- [Verilen Metin]:
- - - - -

Duyarlılık Hapishanelerinden İnsan Manzaraları “Duyarlılık Üzerine Bir Sorgulama”

90’lı yılların başında döne döne dinlediğim şarkılardandı Elton John’un Sacrifice’ı. İlk gençlik yıllarının romantik anlarına eşlik eden, fon müziği olan müthiş bir parça. Bitmiş bir ilişkinin ardından yaşanan duyguları anlatıyordu. Ama şarkının hikayesinden bağımsız olarak çarpıcı bulduğum ve hala zaman zaman hatırladığım bir cümle var içinde. “Sensitivity builds a prison” …  Yani “duyarlılık bir hapishane kurar…” Yıllar sonra duygu değişimi, duyarsızlaşma teknikleri konularında çalışmaya başlayınca bu söze daha çok anlam yükledim, onun doğruluğuna daha çok inandım. Duyarlılıktan gelen, içerisinde acı çekmeye kendimizi mahkûm ettiğimiz demir parmaklıklarımız, hücrelerimiz, zindanlarımız vardı. Bazen şartlı tahliyede, bazen müebbette idik… Sörümüz Elton, tam olarak bunu mu kastetmişti bilmiyorum ama ben duyarlılık hapishanelerimizi kendi bakış açımdan anlatmak istiyorum.

“Duyarlı kişi” sözünü genel olarak çevresinin ihtiyaçlarına anlayış gösteren, saygılı ve düşünceli anlamında kullanırız. Şimdiye kadar “Ne kadar duyarlısın!” diyerek kimseyi eleştirdiğinizi sanmıyorum, ama “Ne kadar duyarsızsın!” diye kaş çattığınız olmuştur. Duyarlılık birçok zaman övgü ve yüceltme anlamları taşır. Aksine duyarsızlık ise “bir adamsendecilik, bir vurdumduymazlık, bir dünya yansa umurunda değilcilik” … Ve bu özelliklerle birlikte gelen çevreye, insanlara saygı göstermeyen, değer tanımayan anlamları da yüklenebilir. Örneğin toplumsal olaylara, çevreye duyarlı dediğimizde topluma ve çevreye katkı sağlayan insanlar canlanıyordur gözünüzde. Peki hal böyleyken ben neden size ‘duyarlılık hapishanedir’, diyorum?

- - - - -

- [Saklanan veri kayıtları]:
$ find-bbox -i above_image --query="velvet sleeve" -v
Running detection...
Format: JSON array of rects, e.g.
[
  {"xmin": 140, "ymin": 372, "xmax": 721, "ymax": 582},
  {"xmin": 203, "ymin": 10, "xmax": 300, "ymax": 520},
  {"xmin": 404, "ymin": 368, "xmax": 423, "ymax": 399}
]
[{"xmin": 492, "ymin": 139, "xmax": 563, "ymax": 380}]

- - - - -

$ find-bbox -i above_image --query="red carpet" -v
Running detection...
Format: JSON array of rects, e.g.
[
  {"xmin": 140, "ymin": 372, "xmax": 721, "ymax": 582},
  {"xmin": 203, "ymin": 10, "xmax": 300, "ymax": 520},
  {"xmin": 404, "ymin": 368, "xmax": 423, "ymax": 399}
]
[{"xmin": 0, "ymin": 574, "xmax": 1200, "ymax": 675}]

- - - - -

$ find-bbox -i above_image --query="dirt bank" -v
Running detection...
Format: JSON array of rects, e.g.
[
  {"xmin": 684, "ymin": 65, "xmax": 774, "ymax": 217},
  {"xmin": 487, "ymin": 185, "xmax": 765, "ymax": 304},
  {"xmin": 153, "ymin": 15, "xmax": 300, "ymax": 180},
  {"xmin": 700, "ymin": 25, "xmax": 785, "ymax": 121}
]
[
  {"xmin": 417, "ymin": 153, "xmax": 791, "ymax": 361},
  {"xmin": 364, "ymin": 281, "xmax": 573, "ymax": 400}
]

- - - - -

- [Alıştırma Yönergesi]:
Duyarlılık üzerine yazılan metne göre şu soruları kısaca yanıtlayın:
(a) Yazarın 90'lı yılların başında döne döne dinlediği şarkı hangisidir ve kime aittir?
(b) Yazarın bu şarkıda çarpıcı bulduğu cümle nedir?
(c) Metne göre "duyarlı kişi" sözünü genel olarak hangi anlamda kullanırız?

- [Alıştırma Çıktısı]:
(a) Elton John'un Sacrifice adlı şarkısı.
(b) "Sensitivity builds a prison", yani "duyarlılık bir hapishane kurar".
(c) Çevresinin ihtiyaçlarına anlayış gösteren, saygılı ve düşünceli anlamında.